[Collection entries]
━━━━━━━━━━━━━━━━
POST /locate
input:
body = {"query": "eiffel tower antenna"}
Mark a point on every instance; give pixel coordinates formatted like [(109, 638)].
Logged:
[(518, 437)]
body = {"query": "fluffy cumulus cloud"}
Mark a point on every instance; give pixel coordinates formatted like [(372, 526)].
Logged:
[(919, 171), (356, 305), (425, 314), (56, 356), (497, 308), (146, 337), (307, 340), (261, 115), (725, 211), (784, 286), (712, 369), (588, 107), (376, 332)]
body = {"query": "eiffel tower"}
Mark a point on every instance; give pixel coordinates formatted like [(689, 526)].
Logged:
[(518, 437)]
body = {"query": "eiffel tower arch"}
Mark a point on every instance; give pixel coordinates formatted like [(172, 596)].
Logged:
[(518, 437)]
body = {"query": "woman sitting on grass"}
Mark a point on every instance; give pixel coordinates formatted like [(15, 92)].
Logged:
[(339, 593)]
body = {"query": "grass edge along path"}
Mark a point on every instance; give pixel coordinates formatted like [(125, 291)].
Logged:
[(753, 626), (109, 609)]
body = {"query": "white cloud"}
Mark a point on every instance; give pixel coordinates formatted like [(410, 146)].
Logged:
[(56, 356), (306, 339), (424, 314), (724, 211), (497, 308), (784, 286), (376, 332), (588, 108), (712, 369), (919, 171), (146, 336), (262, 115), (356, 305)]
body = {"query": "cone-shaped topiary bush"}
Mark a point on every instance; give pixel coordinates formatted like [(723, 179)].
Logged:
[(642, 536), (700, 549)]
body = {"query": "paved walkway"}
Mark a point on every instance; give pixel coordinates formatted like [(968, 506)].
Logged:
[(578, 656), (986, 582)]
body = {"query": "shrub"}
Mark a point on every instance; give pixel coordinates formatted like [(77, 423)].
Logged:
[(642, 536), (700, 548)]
━━━━━━━━━━━━━━━━
## Task brief
Echo the rows verbatim from the first line up to and including the line that contains "[(578, 656), (986, 582)]".

## Answer in full
POST /locate
input:
body = {"query": "eiffel tower antenna"}
Mark a point on every instance; give pixel coordinates formatted like [(109, 638)].
Logged:
[(518, 437)]
body = {"query": "fluffy cumulus cloud"}
Mark a point on every instance; give pixel coordinates formatted like [(372, 526)].
Logged:
[(919, 171), (356, 305), (425, 314), (56, 356), (497, 308), (146, 337), (307, 340), (261, 115), (725, 211), (784, 286), (712, 369), (588, 107), (376, 332)]
body = {"query": "eiffel tower"}
Mark a point on every instance; give pixel coordinates formatted like [(689, 526)].
Logged:
[(518, 437)]
body = {"query": "eiffel tower arch"}
Mark a point on every instance; give pixel coordinates formatted like [(172, 596)].
Logged:
[(518, 437)]
body = {"query": "woman sitting on grass"}
Mark a point on every instance; give pixel coordinates formatted like [(15, 92)].
Logged:
[(339, 593)]
body = {"query": "grass edge along path"}
Mark a point on every instance; give pixel coordinates formatted like [(125, 291)].
Logged:
[(753, 626), (109, 609)]
body = {"query": "white cloud"}
Mark a point on every instance; give pixel coordinates formatted like [(410, 146)].
Logged:
[(56, 356), (306, 339), (424, 314), (724, 211), (497, 308), (784, 286), (376, 332), (588, 108), (712, 369), (919, 171), (146, 336), (262, 115), (356, 305)]
body = {"query": "cone-shaped topiary bush"}
Mark a point on every instance; give pixel coordinates formatted like [(723, 179)].
Logged:
[(642, 536), (700, 549)]
body = {"query": "paved walkway"}
Mark a point on every instance; give pixel coordinates formatted like [(968, 506)].
Logged:
[(578, 656), (986, 582)]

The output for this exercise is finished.